[START OF Data for this exercise]
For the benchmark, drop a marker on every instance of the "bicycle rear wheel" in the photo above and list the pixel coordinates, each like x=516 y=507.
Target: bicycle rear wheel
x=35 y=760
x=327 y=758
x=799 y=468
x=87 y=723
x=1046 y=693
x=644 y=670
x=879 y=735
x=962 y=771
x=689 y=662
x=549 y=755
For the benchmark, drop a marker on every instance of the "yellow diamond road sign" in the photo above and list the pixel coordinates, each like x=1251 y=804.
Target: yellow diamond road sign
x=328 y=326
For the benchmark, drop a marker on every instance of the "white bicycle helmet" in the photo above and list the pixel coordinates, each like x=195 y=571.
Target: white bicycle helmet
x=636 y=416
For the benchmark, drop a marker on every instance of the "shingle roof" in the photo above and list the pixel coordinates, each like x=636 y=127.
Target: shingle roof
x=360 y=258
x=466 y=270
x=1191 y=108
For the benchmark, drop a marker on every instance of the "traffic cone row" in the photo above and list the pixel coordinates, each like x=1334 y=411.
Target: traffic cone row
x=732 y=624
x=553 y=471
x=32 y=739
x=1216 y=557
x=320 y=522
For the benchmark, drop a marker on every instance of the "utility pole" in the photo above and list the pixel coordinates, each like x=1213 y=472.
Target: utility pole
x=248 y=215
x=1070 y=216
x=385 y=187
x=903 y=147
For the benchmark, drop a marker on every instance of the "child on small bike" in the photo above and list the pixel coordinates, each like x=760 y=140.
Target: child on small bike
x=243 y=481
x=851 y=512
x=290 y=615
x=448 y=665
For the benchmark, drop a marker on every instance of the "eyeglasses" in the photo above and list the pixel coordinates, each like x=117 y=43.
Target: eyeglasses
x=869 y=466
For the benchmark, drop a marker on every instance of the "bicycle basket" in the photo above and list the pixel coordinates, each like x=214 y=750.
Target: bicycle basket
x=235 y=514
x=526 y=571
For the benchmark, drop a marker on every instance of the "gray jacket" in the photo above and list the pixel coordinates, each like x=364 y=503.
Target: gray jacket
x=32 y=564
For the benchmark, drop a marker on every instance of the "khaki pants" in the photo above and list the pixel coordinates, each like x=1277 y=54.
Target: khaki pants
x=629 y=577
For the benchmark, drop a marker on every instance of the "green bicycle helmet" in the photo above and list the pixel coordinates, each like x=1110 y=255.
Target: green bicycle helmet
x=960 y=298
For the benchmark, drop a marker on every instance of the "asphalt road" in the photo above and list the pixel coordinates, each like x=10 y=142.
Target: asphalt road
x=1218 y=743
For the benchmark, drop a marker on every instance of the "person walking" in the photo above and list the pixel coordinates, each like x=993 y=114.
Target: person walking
[END OF Data for this exercise]
Reproduce all of the records above word for word, leaving every line unchanged.

== Answer to the task ==
For the benchmark, drop a marker on every instance of the "bicycle rear wheel" in the photo above and list the pixel coordinates, each like x=516 y=507.
Target: bicycle rear wheel
x=35 y=760
x=327 y=758
x=799 y=468
x=87 y=723
x=1046 y=693
x=644 y=670
x=879 y=735
x=962 y=771
x=689 y=662
x=549 y=755
For the benchmark, drop a marker on every instance of the "yellow diamond road sign" in the photo above and list the pixel coordinates, each like x=1251 y=804.
Target: yellow diamond road sign
x=328 y=326
For the benchmark, drop a marker on every instance of the "white bicycle helmet" in the photo above and list the pixel coordinates, each like x=195 y=571.
Target: white bicycle helmet
x=636 y=416
For the benchmark, drop a marker on every instance of the "shingle roof" in the photo above and list the pixel coordinates, each like x=636 y=127.
Target: shingle roof
x=360 y=258
x=466 y=270
x=1191 y=108
For the benchmark, drop a marker on every instance of the "traffic cone row" in the photo above and list the pixel coordinates, each like x=1334 y=411.
Target: traffic cone row
x=732 y=624
x=553 y=471
x=32 y=739
x=1216 y=557
x=320 y=522
For the benchmark, drop a marker on every instance of the "utility pole" in the photo above and list the pixel coordinates, each like x=1213 y=472.
Target: utility pole
x=248 y=215
x=1070 y=216
x=385 y=187
x=903 y=147
For the benchmark, drop a marker on every instance of the "child on small bike" in the photo above and list the pixel coordinates, each like x=760 y=140.
Target: child on small bike
x=243 y=481
x=851 y=512
x=290 y=615
x=448 y=665
For the benchmark, drop a marker on every instance of the "eyeglasses" in the photo above and list the pixel coordinates, each like x=117 y=43.
Target: eyeglasses
x=869 y=466
For the benchmark, drop a marker on every instance of the "bicycle basket" in the photo above and list the pixel coordinates, each like x=214 y=750.
Target: bicycle basket
x=235 y=514
x=526 y=571
For the benchmark, drop a marker on every instance of the "gray jacket" in the photo above and list the pixel coordinates, each like x=364 y=503.
Target: gray jacket
x=32 y=564
For the benchmark, drop a marker on every instance of the "khaki pants" in the photo above and list the pixel coordinates, each like x=1277 y=54.
Target: khaki pants
x=629 y=577
For the benchmark, drop a marker on every instance of the "green bicycle helmet" in the photo above and list the pixel coordinates, each like x=1110 y=255.
Target: green bicycle helmet
x=960 y=298
For the benchmark, drop a marker on every instance of the "asphalt road" in the photo above and list the pixel coordinates, each like x=10 y=142.
Target: asphalt road
x=1218 y=743
For the benchmark, drop a marker on every instance of the "person walking" in the photo above and list the pixel coordinates, each like x=993 y=114.
Target: person walking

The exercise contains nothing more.